_WHAT YOU ARE ASKED TO DO_
Apart from the pictures, which must be omitted, restate the data exactly.

***

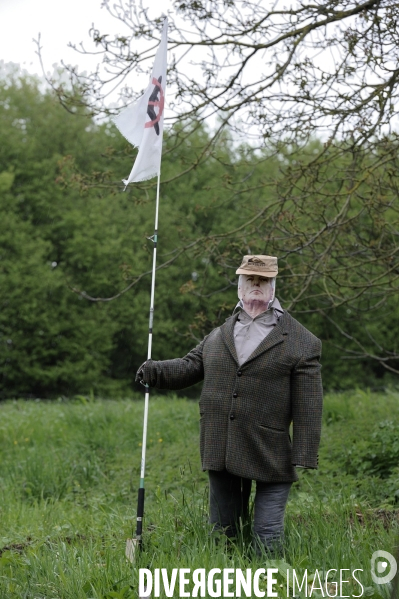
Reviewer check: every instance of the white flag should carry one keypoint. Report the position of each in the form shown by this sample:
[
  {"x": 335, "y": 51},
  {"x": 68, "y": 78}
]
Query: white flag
[{"x": 142, "y": 122}]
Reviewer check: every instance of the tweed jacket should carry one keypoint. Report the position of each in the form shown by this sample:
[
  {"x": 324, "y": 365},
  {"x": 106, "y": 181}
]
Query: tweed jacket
[{"x": 246, "y": 411}]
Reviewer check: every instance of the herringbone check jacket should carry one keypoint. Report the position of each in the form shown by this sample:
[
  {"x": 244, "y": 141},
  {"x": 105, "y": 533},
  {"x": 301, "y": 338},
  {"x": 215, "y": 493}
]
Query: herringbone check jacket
[{"x": 246, "y": 410}]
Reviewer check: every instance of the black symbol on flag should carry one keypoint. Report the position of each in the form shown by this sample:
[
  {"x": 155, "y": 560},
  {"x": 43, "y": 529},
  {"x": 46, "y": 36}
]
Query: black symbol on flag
[{"x": 155, "y": 101}]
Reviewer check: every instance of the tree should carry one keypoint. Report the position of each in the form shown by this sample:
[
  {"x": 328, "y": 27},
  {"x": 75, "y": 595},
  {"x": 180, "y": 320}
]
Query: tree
[{"x": 311, "y": 85}]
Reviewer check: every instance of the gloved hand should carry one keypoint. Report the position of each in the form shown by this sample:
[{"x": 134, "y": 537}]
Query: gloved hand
[{"x": 143, "y": 375}]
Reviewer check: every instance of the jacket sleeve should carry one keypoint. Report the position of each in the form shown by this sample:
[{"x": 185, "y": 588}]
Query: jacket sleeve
[
  {"x": 307, "y": 406},
  {"x": 174, "y": 374}
]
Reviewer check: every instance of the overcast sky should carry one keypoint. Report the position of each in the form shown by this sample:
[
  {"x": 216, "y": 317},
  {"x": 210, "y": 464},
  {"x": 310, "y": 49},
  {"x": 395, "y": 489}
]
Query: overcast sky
[{"x": 59, "y": 22}]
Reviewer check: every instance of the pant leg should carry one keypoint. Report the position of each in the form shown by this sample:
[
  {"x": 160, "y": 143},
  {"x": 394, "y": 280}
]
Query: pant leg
[
  {"x": 270, "y": 503},
  {"x": 228, "y": 500}
]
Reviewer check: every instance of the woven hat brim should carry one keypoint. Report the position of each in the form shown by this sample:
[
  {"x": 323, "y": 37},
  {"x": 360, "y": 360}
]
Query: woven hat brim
[{"x": 261, "y": 273}]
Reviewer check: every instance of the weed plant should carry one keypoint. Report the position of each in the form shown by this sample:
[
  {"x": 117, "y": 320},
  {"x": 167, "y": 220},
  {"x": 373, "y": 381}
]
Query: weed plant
[{"x": 69, "y": 477}]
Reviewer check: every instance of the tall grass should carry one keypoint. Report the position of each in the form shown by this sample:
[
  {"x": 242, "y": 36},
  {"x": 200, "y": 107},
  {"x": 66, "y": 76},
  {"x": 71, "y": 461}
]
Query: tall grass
[{"x": 69, "y": 474}]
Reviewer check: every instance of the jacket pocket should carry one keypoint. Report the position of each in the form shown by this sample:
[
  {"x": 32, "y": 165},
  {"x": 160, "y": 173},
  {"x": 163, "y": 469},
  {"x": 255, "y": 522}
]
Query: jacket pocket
[{"x": 273, "y": 428}]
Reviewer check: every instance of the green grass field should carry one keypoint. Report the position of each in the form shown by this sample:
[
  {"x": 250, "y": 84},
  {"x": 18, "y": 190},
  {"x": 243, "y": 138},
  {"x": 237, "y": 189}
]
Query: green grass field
[{"x": 68, "y": 484}]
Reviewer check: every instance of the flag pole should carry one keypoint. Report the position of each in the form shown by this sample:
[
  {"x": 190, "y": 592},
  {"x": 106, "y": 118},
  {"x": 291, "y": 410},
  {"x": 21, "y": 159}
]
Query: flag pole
[{"x": 132, "y": 544}]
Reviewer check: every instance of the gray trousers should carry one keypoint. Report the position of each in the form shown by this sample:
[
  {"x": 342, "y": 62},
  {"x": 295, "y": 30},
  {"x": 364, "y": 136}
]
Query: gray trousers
[{"x": 229, "y": 501}]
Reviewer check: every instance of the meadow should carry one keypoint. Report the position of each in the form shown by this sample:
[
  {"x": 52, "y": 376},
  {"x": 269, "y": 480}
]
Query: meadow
[{"x": 69, "y": 473}]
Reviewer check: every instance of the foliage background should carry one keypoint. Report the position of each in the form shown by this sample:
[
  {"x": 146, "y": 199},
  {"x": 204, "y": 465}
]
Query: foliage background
[{"x": 66, "y": 224}]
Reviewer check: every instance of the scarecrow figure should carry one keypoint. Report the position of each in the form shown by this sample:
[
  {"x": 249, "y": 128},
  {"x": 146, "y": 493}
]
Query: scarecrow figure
[{"x": 261, "y": 372}]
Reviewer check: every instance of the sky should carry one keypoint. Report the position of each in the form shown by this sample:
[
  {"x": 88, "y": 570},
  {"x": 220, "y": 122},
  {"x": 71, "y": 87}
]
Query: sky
[{"x": 59, "y": 22}]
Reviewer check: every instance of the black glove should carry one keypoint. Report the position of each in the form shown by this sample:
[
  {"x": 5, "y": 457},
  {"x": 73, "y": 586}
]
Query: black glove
[{"x": 143, "y": 375}]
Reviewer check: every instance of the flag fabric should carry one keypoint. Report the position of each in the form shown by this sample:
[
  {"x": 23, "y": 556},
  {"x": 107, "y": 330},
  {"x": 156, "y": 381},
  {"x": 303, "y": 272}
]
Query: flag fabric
[{"x": 142, "y": 122}]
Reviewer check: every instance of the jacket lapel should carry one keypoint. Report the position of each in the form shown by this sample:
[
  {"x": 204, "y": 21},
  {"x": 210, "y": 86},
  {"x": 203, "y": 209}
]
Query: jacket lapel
[
  {"x": 277, "y": 335},
  {"x": 227, "y": 330}
]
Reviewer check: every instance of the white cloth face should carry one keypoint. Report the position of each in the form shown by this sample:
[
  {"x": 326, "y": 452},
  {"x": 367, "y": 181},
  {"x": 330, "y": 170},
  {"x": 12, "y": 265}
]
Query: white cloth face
[{"x": 255, "y": 288}]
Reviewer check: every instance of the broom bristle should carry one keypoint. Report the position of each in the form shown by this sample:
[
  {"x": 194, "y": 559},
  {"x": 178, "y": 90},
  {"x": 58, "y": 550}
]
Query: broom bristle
[{"x": 130, "y": 550}]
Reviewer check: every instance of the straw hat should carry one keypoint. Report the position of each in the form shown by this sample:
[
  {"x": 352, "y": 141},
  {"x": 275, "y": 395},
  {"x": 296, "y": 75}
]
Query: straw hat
[{"x": 265, "y": 266}]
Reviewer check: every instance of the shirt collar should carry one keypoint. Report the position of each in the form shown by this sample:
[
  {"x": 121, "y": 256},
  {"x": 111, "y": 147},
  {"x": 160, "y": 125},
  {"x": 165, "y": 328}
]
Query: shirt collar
[{"x": 276, "y": 306}]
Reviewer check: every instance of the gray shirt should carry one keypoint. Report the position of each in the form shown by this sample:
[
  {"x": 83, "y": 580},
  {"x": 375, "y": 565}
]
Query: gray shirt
[{"x": 249, "y": 332}]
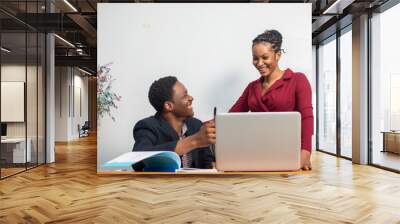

***

_ANSWER BOX_
Reviewer check: every instance of the white flag should carry one keypoint. Report the position of each in the form shown by this sample:
[
  {"x": 335, "y": 51},
  {"x": 68, "y": 78}
]
Query: white flag
[{"x": 142, "y": 122}]
Reviewer check: every instance of the tweed jacket should carry one keypoint. Report the position of each in the form shown by this sample:
[
  {"x": 324, "y": 365},
  {"x": 106, "y": 181}
]
Query: tweed jacket
[{"x": 246, "y": 411}]
Reviewer check: every instance of the herringbone check jacket should carry one keypoint. Report the position of each in the form shown by this sample:
[
  {"x": 244, "y": 141},
  {"x": 105, "y": 533},
  {"x": 301, "y": 338},
  {"x": 215, "y": 493}
]
Query: herringbone check jacket
[{"x": 246, "y": 410}]
Reviewer check: every instance of the black symbol on flag should carry one keypoint. Report the position of each in the form shown by this sample:
[
  {"x": 155, "y": 560},
  {"x": 43, "y": 529},
  {"x": 46, "y": 36}
]
Query: black symbol on flag
[{"x": 155, "y": 101}]
Reviewer check: every instance of the tree should carry one keypoint. Report the position of each in the form shown by this sample:
[
  {"x": 328, "y": 27},
  {"x": 75, "y": 595},
  {"x": 180, "y": 320}
]
Query: tree
[{"x": 311, "y": 85}]
Reviewer check: every instance of the gloved hand should carry one keypoint. Report the position of each in the form shown by this sample:
[{"x": 134, "y": 537}]
Query: gloved hand
[{"x": 143, "y": 375}]
Reviewer check: every instance of the jacket sleeve should carry one keypoint. Report the position of each in the form shown by this sample:
[{"x": 185, "y": 588}]
Query: jacket sleeve
[
  {"x": 307, "y": 406},
  {"x": 174, "y": 374}
]
Reviewer check: every instance of the overcast sky should carry one keypoint. Report the position of each in the form shown by this sample:
[
  {"x": 216, "y": 317},
  {"x": 210, "y": 464},
  {"x": 310, "y": 49},
  {"x": 395, "y": 489}
]
Query: overcast sky
[{"x": 59, "y": 22}]
Reviewer check: every instance of the pant leg should carry one keypoint. Report the position of each in the form shown by this sample:
[
  {"x": 160, "y": 143},
  {"x": 394, "y": 280}
]
Query: pant leg
[
  {"x": 270, "y": 503},
  {"x": 228, "y": 500}
]
Reviewer check: every instance of the woven hat brim should carry one keypoint. Report the position of each in the form shown by this sample:
[
  {"x": 323, "y": 37},
  {"x": 360, "y": 360}
]
Query: woven hat brim
[{"x": 261, "y": 273}]
Reviewer check: every instance of the weed plant should carry one keypoint. Report the position of each in the form shown by this sample:
[
  {"x": 117, "y": 320},
  {"x": 167, "y": 220},
  {"x": 373, "y": 381}
]
Query: weed plant
[{"x": 69, "y": 477}]
Reviewer check: every instance of the tall grass should carry one keypoint. Report the position of each in the form shown by this sample:
[
  {"x": 242, "y": 36},
  {"x": 200, "y": 107},
  {"x": 66, "y": 76},
  {"x": 71, "y": 461}
]
Query: tall grass
[{"x": 69, "y": 474}]
Reviewer check: every instance of the jacket pocket should carry one keypoint. Report the position of each in the form shown by this sample:
[
  {"x": 32, "y": 165},
  {"x": 160, "y": 173},
  {"x": 163, "y": 469},
  {"x": 255, "y": 522}
]
Query: jacket pocket
[{"x": 273, "y": 428}]
Reviewer check: every instance of the green grass field should carry one keypoint. Report the position of each in the form shown by this sample:
[
  {"x": 250, "y": 84},
  {"x": 18, "y": 190},
  {"x": 243, "y": 138},
  {"x": 237, "y": 189}
]
Query: green grass field
[{"x": 68, "y": 484}]
Reviewer check: every instance of the flag pole should carry one keypoint. Report the position of each in the form shown by this sample:
[
  {"x": 190, "y": 592},
  {"x": 106, "y": 118},
  {"x": 291, "y": 410},
  {"x": 21, "y": 159}
]
Query: flag pole
[{"x": 132, "y": 544}]
Reviewer check: every instance of the gray trousers should carry one keypoint. Report the position of each in the form shown by this sample:
[
  {"x": 342, "y": 62},
  {"x": 295, "y": 30},
  {"x": 364, "y": 136}
]
Query: gray trousers
[{"x": 229, "y": 501}]
Reviewer check: every instance of the meadow should carry one keypoint. Report the position of each in the form shown by this sample:
[
  {"x": 52, "y": 376},
  {"x": 269, "y": 480}
]
Query: meadow
[{"x": 69, "y": 473}]
Reviewer check: every instance of the foliage background should carry one keypoint. Report the position of each in the form shown by this sample:
[
  {"x": 146, "y": 199},
  {"x": 204, "y": 465}
]
Query: foliage background
[{"x": 66, "y": 224}]
Reviewer check: every instance of the scarecrow figure should carry one keypoint. Report the position of each in the form shown by this sample:
[
  {"x": 249, "y": 128},
  {"x": 146, "y": 493}
]
Query: scarecrow figure
[{"x": 261, "y": 372}]
Reviewer check: every instance of the sky should carry one keypoint. Report the position of each in the form shown by this sample:
[
  {"x": 88, "y": 570},
  {"x": 220, "y": 122},
  {"x": 71, "y": 87}
]
Query: sky
[{"x": 59, "y": 22}]
Reviewer check: every instance of the black glove should carry one keypoint. Report the position of each in the form shown by this sample:
[
  {"x": 5, "y": 457},
  {"x": 73, "y": 586}
]
Query: black glove
[{"x": 143, "y": 375}]
Reviewer check: every instance of the flag fabric should carry one keypoint. Report the position of each in the form shown by this sample:
[
  {"x": 23, "y": 556},
  {"x": 107, "y": 330},
  {"x": 156, "y": 381},
  {"x": 303, "y": 272}
]
Query: flag fabric
[{"x": 142, "y": 122}]
Reviewer check: every instance of the jacket lapel should carry one keypoint. Report the position of each in the form shown by this sample:
[
  {"x": 204, "y": 21},
  {"x": 210, "y": 86},
  {"x": 203, "y": 209}
]
Query: jacket lapel
[
  {"x": 277, "y": 335},
  {"x": 227, "y": 330}
]
Reviewer check: every instance of the white cloth face should carry one keypoint. Report the position of each in the form shown by this sample:
[
  {"x": 326, "y": 452},
  {"x": 367, "y": 181},
  {"x": 330, "y": 170},
  {"x": 12, "y": 265}
]
Query: white cloth face
[{"x": 255, "y": 288}]
Reviewer check: every instance of the broom bristle should carry one keypoint. Report the position of each in the form shown by this sample:
[
  {"x": 194, "y": 559},
  {"x": 178, "y": 90},
  {"x": 58, "y": 550}
]
Query: broom bristle
[{"x": 130, "y": 550}]
Reviewer check: every instance of the straw hat should carry one keypoint. Report the position of each in the form shown by this sample:
[
  {"x": 352, "y": 141},
  {"x": 275, "y": 395},
  {"x": 296, "y": 75}
]
Query: straw hat
[{"x": 265, "y": 266}]
Reviewer check: every instance of the shirt collar should carry one keypoint. Report the position of each in the form shown by this sample:
[
  {"x": 121, "y": 256},
  {"x": 111, "y": 147},
  {"x": 160, "y": 125},
  {"x": 165, "y": 328}
]
Query: shirt collar
[{"x": 276, "y": 306}]
Reviewer check: every instance of the gray shirt should carry one keypoint. Report the position of each in the form shown by this sample:
[
  {"x": 83, "y": 580},
  {"x": 375, "y": 565}
]
Query: gray shirt
[{"x": 249, "y": 332}]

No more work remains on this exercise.